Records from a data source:
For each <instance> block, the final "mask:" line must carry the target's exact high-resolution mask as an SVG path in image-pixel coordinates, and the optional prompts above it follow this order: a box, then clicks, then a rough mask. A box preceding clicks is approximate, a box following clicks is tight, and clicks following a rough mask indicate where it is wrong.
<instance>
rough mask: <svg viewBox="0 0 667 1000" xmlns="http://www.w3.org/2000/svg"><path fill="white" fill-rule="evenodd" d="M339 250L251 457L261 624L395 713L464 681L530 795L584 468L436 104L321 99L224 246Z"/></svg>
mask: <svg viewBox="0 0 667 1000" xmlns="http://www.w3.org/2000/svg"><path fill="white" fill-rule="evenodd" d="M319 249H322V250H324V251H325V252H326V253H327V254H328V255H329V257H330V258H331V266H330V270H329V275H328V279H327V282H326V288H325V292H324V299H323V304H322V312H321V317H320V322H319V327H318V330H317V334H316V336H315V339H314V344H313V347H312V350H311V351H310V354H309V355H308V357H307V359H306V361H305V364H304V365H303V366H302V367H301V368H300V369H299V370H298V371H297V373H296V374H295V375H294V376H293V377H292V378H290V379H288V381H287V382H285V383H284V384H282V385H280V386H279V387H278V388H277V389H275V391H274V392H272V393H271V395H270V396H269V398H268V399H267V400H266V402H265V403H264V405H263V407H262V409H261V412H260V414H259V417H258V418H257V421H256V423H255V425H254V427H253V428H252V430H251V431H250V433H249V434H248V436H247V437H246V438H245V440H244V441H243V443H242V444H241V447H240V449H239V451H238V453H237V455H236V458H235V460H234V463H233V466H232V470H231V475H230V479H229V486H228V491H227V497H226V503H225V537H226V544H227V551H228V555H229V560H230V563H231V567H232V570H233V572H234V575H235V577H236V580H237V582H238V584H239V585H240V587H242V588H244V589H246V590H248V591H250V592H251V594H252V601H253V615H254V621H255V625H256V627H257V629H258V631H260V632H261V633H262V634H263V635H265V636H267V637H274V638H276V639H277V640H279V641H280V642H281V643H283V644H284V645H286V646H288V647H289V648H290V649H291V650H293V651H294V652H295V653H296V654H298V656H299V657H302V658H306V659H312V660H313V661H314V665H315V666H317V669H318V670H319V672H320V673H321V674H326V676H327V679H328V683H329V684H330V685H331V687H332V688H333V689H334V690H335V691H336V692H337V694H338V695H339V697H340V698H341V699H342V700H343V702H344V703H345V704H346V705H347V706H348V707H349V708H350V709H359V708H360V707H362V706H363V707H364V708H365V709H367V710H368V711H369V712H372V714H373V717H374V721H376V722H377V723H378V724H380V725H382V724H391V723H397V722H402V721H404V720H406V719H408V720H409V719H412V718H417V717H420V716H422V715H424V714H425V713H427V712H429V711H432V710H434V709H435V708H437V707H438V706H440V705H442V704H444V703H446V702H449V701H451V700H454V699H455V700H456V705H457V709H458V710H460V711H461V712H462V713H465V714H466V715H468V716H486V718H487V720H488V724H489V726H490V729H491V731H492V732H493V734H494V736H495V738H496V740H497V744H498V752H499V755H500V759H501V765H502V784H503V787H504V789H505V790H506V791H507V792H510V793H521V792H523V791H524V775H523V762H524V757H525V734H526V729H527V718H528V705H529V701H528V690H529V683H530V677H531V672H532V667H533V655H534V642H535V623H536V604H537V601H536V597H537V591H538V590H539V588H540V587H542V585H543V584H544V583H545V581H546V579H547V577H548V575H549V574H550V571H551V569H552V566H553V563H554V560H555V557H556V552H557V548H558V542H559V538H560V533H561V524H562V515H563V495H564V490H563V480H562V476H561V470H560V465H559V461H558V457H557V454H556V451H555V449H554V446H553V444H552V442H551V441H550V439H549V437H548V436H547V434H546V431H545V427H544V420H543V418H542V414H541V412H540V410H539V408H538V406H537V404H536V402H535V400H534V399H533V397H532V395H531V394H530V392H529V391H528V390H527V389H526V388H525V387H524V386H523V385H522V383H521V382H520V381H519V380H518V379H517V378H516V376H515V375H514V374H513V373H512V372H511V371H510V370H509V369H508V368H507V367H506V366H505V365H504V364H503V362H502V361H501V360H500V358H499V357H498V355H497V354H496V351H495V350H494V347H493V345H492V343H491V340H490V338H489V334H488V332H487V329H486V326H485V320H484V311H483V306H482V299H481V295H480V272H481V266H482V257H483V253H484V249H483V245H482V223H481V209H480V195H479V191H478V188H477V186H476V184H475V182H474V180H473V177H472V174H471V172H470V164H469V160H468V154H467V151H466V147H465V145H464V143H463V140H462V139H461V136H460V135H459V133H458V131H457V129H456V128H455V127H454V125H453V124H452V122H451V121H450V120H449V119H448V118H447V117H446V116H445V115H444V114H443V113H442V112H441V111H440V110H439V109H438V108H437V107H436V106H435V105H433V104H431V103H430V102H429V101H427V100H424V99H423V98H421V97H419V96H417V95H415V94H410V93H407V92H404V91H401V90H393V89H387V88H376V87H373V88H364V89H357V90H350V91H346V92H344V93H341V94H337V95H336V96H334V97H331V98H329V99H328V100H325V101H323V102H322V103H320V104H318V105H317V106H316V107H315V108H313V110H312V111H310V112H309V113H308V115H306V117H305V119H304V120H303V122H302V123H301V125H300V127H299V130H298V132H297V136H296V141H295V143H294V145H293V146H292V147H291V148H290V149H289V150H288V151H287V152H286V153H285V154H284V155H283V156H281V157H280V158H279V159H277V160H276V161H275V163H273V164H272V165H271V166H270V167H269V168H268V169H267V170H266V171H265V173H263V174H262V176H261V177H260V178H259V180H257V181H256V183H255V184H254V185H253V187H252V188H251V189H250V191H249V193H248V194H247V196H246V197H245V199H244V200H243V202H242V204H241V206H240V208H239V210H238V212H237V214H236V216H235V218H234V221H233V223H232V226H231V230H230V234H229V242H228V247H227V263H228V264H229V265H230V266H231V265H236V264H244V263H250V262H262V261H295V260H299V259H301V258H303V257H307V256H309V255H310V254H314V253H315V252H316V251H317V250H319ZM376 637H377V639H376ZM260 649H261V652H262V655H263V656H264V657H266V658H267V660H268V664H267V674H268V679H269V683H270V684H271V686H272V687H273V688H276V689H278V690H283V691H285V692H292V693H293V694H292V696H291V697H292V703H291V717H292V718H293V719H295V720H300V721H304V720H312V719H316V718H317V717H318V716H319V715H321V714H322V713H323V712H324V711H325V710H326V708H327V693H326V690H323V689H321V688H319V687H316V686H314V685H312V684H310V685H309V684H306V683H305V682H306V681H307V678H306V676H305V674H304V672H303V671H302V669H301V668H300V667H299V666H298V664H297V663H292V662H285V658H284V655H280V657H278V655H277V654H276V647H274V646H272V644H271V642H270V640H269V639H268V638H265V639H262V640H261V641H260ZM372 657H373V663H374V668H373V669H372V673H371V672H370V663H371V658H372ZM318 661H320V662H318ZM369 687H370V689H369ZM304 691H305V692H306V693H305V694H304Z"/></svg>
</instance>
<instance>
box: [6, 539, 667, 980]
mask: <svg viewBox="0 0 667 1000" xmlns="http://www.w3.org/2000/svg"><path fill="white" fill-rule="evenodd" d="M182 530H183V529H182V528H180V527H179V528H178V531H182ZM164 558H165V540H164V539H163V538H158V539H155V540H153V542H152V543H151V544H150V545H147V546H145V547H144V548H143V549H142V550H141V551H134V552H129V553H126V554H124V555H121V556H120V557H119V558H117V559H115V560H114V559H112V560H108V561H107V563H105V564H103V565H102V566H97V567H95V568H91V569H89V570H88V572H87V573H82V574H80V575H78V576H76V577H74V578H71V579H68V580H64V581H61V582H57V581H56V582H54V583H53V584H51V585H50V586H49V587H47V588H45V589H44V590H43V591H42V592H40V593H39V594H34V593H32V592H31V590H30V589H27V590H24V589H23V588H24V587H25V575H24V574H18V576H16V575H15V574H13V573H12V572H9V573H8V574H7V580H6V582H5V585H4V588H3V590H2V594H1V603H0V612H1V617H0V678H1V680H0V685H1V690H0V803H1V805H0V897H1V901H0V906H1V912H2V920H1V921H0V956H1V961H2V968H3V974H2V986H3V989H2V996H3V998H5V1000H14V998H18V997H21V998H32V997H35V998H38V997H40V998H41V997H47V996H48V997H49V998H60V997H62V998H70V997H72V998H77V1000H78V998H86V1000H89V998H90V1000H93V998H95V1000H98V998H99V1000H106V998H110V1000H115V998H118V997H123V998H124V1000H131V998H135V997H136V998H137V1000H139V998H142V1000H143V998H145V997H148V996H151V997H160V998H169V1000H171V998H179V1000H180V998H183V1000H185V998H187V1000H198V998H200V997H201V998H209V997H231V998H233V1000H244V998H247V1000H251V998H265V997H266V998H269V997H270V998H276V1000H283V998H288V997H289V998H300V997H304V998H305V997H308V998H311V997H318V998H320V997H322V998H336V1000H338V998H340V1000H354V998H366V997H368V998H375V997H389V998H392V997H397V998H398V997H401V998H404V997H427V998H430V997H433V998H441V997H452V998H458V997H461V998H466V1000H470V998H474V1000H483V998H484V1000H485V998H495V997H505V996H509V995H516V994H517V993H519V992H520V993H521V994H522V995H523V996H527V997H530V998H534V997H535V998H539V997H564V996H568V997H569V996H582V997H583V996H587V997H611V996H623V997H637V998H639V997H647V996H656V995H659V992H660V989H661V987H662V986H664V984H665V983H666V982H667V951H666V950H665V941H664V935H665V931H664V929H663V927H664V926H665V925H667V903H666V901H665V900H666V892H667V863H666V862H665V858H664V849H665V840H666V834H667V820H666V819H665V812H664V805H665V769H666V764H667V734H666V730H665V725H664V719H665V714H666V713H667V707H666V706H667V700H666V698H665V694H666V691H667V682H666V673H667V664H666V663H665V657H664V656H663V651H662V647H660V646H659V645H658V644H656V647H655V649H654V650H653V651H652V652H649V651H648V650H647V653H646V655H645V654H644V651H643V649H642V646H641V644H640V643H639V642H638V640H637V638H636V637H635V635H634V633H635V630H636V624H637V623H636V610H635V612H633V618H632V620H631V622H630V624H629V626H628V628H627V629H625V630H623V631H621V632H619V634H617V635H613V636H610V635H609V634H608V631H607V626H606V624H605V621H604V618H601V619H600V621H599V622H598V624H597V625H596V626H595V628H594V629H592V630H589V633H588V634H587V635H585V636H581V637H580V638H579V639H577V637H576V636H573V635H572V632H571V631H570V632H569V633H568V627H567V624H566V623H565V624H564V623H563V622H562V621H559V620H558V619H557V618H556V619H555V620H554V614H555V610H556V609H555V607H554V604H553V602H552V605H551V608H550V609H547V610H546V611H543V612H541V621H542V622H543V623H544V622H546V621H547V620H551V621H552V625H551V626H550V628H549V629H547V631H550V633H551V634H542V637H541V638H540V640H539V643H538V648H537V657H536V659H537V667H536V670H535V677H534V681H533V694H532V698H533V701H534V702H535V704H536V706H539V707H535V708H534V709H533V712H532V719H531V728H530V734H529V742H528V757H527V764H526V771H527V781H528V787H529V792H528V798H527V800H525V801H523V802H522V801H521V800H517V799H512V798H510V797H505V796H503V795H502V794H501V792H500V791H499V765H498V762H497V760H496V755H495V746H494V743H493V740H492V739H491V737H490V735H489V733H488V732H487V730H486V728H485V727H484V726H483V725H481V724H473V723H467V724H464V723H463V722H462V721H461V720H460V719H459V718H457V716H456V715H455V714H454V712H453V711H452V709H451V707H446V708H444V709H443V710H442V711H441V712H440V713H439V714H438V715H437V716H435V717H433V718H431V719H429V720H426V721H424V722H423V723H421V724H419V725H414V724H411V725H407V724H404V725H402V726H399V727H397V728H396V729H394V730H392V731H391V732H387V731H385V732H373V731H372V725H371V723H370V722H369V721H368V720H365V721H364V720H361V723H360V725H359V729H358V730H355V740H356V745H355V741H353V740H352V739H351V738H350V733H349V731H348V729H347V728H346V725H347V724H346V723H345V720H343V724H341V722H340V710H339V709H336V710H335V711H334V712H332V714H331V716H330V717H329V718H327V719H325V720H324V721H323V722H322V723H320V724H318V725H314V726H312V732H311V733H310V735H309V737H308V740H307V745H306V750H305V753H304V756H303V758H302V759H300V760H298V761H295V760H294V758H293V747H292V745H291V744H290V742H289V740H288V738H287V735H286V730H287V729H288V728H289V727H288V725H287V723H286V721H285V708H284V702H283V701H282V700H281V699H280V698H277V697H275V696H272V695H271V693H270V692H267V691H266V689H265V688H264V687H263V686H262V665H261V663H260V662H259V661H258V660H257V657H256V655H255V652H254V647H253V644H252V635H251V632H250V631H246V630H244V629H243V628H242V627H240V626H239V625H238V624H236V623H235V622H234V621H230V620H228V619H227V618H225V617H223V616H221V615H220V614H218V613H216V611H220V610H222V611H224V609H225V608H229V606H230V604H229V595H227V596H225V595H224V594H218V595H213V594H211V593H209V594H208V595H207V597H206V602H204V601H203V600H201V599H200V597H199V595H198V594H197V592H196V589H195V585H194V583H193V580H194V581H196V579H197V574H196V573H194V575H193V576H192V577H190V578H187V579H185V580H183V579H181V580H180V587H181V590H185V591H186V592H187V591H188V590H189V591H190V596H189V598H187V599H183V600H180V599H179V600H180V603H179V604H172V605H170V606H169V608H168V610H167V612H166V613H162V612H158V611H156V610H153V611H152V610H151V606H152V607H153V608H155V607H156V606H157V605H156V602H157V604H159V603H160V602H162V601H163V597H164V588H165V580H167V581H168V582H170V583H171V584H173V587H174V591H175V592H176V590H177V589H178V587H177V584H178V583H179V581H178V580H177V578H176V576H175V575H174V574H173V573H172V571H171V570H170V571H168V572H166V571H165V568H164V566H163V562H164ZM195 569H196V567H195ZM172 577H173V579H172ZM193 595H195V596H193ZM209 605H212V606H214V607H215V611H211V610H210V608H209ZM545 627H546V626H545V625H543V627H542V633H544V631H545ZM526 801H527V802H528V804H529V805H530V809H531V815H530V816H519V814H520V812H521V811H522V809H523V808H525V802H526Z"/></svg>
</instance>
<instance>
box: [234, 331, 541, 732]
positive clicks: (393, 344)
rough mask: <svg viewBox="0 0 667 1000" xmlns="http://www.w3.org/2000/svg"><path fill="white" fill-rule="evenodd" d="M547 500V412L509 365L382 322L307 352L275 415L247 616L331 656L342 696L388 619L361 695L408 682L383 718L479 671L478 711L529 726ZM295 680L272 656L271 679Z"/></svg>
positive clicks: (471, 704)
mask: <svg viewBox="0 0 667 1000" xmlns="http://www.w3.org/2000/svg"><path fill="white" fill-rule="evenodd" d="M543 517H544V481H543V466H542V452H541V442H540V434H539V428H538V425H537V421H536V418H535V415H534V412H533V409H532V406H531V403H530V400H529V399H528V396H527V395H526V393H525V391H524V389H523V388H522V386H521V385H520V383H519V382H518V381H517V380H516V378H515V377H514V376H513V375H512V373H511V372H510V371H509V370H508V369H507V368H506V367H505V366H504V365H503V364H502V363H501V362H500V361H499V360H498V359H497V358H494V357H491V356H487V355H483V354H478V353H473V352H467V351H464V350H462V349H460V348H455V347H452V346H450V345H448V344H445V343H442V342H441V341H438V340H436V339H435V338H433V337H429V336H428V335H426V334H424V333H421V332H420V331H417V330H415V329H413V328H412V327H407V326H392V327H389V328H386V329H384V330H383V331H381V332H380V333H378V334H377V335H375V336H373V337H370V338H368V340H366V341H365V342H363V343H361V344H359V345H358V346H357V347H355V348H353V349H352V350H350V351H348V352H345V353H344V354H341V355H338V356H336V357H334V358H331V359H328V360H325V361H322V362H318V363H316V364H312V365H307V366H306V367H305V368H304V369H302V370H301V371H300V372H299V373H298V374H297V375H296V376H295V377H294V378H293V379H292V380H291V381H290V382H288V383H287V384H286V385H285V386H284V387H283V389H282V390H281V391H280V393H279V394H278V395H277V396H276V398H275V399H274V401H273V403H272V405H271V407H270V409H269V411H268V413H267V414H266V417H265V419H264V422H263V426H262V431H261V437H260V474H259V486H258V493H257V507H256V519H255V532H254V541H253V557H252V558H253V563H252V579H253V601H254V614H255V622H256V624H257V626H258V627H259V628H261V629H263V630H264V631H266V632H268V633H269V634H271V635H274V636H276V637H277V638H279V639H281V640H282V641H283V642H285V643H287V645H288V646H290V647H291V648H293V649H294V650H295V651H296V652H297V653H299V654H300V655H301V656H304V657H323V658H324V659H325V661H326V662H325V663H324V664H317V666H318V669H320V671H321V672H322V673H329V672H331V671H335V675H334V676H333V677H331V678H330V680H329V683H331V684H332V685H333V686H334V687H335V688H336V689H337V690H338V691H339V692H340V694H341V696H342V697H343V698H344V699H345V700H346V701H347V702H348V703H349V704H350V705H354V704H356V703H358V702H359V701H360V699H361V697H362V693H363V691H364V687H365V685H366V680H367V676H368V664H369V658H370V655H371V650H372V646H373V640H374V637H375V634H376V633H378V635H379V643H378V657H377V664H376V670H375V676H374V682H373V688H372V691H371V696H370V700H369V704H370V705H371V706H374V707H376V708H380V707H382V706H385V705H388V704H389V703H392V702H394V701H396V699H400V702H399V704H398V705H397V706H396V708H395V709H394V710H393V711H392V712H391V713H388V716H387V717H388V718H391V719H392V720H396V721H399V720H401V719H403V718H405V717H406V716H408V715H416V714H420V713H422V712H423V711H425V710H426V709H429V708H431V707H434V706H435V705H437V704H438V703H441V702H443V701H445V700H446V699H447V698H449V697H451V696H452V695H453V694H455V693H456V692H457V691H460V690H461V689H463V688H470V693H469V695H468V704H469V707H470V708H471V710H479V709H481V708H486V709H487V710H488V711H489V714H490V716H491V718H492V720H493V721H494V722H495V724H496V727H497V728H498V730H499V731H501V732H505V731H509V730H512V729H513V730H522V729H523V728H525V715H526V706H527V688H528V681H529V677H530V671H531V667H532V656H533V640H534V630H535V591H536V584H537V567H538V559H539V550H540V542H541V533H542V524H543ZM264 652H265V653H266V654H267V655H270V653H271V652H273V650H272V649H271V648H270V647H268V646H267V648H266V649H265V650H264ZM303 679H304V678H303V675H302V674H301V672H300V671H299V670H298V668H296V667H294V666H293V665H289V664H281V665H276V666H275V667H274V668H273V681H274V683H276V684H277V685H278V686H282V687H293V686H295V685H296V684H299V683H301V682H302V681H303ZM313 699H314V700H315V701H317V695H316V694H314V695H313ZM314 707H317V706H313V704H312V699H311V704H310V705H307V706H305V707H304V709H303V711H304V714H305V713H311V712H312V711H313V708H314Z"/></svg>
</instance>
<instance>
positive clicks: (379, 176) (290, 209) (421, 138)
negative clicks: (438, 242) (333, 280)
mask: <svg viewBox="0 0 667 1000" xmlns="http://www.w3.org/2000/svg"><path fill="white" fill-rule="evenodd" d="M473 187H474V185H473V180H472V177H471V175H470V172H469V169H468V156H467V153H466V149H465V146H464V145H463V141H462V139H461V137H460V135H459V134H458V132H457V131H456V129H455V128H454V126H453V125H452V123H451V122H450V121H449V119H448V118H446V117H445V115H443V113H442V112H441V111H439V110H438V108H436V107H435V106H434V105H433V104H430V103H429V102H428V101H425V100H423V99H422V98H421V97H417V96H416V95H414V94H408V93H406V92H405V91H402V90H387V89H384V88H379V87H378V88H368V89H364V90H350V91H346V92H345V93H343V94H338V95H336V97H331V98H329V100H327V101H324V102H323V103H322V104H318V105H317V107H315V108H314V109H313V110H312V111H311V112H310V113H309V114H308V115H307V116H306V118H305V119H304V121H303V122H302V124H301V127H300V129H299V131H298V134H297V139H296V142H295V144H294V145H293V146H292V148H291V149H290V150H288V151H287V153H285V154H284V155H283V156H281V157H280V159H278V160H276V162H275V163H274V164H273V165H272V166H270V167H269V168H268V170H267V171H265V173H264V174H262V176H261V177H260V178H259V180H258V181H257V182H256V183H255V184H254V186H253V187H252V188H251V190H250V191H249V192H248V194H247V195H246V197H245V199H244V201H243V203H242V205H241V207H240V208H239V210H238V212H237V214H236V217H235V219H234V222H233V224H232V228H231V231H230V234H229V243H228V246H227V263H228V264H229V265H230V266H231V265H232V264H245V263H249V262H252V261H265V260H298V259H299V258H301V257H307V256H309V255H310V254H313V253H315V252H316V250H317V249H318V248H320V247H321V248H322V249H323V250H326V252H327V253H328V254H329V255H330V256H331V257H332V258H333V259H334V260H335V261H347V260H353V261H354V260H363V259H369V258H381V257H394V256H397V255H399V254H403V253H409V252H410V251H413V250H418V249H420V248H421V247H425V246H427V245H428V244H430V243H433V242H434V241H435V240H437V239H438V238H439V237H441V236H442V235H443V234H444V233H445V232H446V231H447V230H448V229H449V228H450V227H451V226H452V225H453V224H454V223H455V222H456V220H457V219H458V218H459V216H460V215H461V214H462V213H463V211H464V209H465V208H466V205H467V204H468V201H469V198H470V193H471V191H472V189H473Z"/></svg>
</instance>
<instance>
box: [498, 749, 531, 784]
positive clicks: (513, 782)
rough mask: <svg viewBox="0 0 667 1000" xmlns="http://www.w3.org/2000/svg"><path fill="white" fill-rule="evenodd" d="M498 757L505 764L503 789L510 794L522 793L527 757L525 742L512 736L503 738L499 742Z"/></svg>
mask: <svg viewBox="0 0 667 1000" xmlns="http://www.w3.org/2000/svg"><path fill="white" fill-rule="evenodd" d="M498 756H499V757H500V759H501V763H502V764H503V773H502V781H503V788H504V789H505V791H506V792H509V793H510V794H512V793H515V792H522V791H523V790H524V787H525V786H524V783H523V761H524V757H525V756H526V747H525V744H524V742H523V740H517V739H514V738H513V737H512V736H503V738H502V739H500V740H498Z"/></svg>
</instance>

# WHAT THE EXERCISE ASKS:
Only one number is wanted: how many lines in the records above contain the string "positive".

# RESPONSE BOX:
4